### Try it
Repeat each line, word for word, from the one containing "flower petal in the photo above." through the last line of the entries, and include no other output.
---------- Material shown ----------
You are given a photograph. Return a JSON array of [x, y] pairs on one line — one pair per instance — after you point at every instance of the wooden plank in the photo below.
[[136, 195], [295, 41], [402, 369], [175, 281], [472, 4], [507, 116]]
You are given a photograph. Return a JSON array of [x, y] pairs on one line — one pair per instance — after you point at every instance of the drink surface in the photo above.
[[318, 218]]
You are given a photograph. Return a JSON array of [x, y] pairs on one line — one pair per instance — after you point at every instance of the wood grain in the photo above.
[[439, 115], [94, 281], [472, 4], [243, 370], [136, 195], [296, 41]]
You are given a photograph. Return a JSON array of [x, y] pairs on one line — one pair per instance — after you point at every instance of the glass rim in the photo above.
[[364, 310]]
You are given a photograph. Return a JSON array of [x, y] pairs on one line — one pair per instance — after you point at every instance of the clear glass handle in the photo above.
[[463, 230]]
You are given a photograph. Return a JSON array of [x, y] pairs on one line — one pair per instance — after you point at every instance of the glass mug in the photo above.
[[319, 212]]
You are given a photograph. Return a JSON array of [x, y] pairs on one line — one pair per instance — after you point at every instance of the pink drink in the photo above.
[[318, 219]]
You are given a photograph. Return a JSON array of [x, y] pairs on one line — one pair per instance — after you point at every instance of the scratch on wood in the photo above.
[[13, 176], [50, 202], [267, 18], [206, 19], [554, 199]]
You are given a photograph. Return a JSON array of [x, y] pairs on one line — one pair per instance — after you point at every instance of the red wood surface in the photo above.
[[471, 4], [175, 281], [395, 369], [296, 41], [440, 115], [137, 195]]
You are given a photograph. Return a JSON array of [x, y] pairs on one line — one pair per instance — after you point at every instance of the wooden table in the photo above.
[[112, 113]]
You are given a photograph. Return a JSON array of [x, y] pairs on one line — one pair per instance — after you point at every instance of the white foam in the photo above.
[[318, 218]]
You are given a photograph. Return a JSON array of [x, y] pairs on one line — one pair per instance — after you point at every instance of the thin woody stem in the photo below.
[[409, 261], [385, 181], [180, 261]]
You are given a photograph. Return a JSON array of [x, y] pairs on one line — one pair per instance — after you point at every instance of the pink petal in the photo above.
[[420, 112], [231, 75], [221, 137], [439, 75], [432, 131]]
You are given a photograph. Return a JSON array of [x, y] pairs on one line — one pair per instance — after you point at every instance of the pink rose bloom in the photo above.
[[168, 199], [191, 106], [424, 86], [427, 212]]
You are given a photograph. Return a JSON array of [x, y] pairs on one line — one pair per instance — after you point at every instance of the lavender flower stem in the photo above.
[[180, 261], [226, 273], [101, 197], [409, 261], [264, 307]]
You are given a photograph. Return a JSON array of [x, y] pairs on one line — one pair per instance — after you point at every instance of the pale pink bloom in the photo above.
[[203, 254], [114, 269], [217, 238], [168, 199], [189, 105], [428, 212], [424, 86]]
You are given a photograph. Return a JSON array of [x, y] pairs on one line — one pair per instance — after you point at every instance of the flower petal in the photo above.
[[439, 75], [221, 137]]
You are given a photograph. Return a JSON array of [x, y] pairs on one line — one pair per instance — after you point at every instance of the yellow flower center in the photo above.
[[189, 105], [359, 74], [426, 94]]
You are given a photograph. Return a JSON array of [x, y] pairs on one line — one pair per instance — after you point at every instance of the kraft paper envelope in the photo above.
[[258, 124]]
----------
### Exercise answer
You are given a photograph. Return a JSON array of [x, y] pairs on one line — one pair per instance — after you point at every instance of the flower petal in the photo above.
[[439, 75], [221, 137]]
You are given a photograph. Return a JSON array of [x, y] pairs on one line — one pair per instance — after you point at every instance of the yellow flower center in the photo above.
[[189, 105], [359, 74], [426, 94]]
You are given a photograph. Return a JSON array of [x, y] pairs on one line — one pair per instance — after you point at every instance of the kraft paper envelope in the photo above.
[[258, 124]]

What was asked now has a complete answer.